• [Задание 1] Переведите на английский язык предложение из текста о паломнических сборниках: «Опираясь на Нараяну Бхатту, своего предшественника и соотечественника, Кане уделил максимальное внимание городам-тристхали, подробно остановившись на ритуале поклонения предкам, или шраддхе».
• [Задание 2] Продолжите текст о паломнических сборниках, начав сразу после его последнего предложения.

В последующие века «Мост» оставался наиболее авторитетным паломническим дайджестом и основой для новых сборников. Самой последней по времени нибандхой по всей религиозно-правововой сфере деятельности человека стала многотомная «История дхармашастры» П.В. Кане, маратхского брахмана. В специальном разделе «Тиртха-ятра» автор собрал наиболее полную коллекцию разноплановых положений преимущественно о тиртхах, сообщив о надлежащих к отправлению ритуалах, и, в меньшей степени, о ятрах, т.е. проигнорировав аспект соединения святынь физическим движением. Опираясь на Нараяну Бхатту, своего предшественника и соотечественника, Кане уделил максимальное внимание городам-тристхали, подробно остановившись на ритуале поклонения предкам, или шраддхе.

• [Представленный перечень]
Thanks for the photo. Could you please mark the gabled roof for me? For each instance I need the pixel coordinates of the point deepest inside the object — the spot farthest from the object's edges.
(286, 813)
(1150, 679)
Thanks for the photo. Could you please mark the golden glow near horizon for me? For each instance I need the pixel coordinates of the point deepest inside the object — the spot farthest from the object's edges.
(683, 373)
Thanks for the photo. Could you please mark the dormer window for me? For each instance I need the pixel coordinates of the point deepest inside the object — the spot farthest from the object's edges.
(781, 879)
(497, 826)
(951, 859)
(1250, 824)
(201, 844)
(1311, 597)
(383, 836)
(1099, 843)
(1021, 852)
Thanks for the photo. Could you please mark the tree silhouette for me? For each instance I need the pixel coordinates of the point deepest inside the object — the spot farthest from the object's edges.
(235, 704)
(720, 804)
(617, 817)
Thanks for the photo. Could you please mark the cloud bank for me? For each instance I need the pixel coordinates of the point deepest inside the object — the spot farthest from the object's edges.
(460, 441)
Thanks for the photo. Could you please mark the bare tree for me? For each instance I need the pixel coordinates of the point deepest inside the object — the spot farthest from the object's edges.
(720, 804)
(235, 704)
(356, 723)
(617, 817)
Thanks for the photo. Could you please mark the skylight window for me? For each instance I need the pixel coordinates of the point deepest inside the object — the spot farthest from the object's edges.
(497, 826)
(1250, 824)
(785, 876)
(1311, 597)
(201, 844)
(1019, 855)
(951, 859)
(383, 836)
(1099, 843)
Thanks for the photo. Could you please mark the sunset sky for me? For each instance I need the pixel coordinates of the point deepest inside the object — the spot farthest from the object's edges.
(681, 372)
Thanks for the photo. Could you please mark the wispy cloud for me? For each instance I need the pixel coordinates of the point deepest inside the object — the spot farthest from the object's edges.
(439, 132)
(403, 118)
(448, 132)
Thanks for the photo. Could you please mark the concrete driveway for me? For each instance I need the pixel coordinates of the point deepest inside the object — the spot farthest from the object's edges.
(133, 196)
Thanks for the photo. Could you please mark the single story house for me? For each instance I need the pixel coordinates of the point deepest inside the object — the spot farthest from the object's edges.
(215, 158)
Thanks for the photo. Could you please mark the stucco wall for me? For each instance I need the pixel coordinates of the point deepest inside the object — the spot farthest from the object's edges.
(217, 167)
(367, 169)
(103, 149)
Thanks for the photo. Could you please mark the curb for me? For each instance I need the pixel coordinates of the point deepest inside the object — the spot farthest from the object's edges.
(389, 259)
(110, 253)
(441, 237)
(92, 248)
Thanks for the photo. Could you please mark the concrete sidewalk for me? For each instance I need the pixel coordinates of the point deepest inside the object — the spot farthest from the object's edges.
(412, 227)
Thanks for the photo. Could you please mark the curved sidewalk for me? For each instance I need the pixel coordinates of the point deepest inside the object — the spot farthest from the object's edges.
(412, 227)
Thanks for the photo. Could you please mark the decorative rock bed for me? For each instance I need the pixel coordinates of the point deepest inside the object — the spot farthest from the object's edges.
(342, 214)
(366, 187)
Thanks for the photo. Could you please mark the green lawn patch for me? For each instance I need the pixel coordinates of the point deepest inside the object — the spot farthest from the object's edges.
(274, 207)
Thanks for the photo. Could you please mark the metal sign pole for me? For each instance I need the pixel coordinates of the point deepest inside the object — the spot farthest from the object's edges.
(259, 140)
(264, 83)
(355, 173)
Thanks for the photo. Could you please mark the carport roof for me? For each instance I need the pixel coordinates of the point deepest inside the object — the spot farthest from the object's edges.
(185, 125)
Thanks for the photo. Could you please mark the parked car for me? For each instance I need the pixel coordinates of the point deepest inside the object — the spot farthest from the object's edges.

• [Письменный ответ 1] Drawing on Narayana Bhatta, his predecessor and compatriot, Kane devoted the greatest attention to the tristhali cities, dwelling in detail on the ritual of ancestor worship, or shraddha.

• [Письменный ответ 2]
Эти и другие источники подобного рода наиболее полно отражают содержание индийской шастры, т.е. системы теоретических постулатов, предшествующих, по утверждению Ш. Поллока, прайоге, а не вытекающих, как это характерно для эмпирической европейской науки, из последней. Пропагандируя «воображенный» образ путешествия к тиртхам, теория представляет его как аскезу и помещает в сугубо религиозный контекст ритуалистического индуизма. Декларации о тиртха-ятре, почерпнутые из нормополагающих источников, получили широкое хождение в период «ориенталистского» познания Индии и сохраняются в большинстве работ, связанных с этим предметом, и в стереотипах сознания современного общества. Однако реальные тиртха-ятры оказывали корректирующее воздействие на теорию, что доказывается появлением в паломнических нибандхах мотива дороги с сопутствующей ей внерелигозной проблематикой. Я. Хеестерман считал связь священных центров с «динамическим движением» их неотъемлемой характеристикой, манифестируемой «силой подчинения ими дальних расстояний»3.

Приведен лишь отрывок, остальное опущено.